- **TASK DESCRIPTION**
Please filter the data down to the lines that include the word "target" and copy them.

--- DATASET EXTRACT Enclosed Below ---

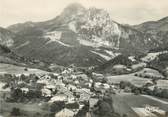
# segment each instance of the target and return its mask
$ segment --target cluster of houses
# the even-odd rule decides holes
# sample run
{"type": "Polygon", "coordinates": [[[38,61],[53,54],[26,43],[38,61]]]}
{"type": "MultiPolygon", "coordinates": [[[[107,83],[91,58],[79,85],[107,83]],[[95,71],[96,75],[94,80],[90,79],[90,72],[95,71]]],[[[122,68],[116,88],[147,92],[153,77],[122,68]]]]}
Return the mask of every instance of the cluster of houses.
{"type": "Polygon", "coordinates": [[[11,87],[20,88],[24,93],[28,93],[30,90],[39,90],[42,97],[49,99],[48,104],[54,102],[65,102],[67,105],[77,103],[77,108],[64,108],[55,114],[55,117],[62,117],[67,113],[67,117],[71,117],[82,109],[85,103],[93,107],[100,96],[112,88],[109,84],[102,82],[103,75],[93,73],[93,76],[93,78],[89,78],[83,72],[66,68],[59,74],[15,76],[15,79],[12,78],[13,80],[8,81],[9,86],[6,89],[9,89],[7,90],[9,94],[11,87]]]}

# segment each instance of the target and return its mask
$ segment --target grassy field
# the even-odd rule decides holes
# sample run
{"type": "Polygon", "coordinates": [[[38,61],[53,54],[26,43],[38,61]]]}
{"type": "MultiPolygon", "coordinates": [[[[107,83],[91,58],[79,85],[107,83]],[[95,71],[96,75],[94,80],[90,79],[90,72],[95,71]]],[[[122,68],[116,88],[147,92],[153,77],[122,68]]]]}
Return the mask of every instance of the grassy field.
{"type": "Polygon", "coordinates": [[[168,80],[158,80],[157,86],[162,89],[168,89],[168,80]]]}
{"type": "Polygon", "coordinates": [[[20,67],[16,65],[11,65],[11,64],[4,64],[0,63],[0,74],[15,74],[15,75],[20,75],[20,74],[46,74],[48,72],[40,70],[40,69],[33,69],[33,68],[28,68],[28,71],[24,70],[25,67],[20,67]]]}
{"type": "Polygon", "coordinates": [[[124,97],[120,95],[112,95],[113,107],[115,112],[119,113],[121,116],[127,114],[128,117],[138,117],[138,115],[129,107],[124,97]]]}
{"type": "Polygon", "coordinates": [[[49,111],[43,109],[44,105],[39,105],[38,103],[29,103],[29,104],[9,103],[1,99],[0,105],[1,105],[0,115],[3,115],[4,117],[8,117],[8,116],[10,117],[10,112],[12,111],[13,108],[19,108],[20,112],[24,114],[25,117],[35,117],[37,113],[40,113],[41,116],[44,116],[50,113],[49,111]]]}
{"type": "Polygon", "coordinates": [[[163,79],[164,76],[157,70],[151,68],[144,68],[134,74],[141,75],[141,77],[148,77],[148,78],[160,78],[163,79]]]}
{"type": "Polygon", "coordinates": [[[125,74],[125,75],[117,75],[117,76],[107,76],[109,83],[120,83],[121,81],[131,82],[135,86],[143,86],[147,82],[151,82],[150,79],[140,78],[134,76],[134,74],[125,74]]]}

--- End of Enclosed DATASET EXTRACT ---

- **ANSWER SECTION**
# segment each instance of the target and return its mask
$ segment --target cluster of houses
# segment each instance of the target and return its mask
$ segment --target grassy field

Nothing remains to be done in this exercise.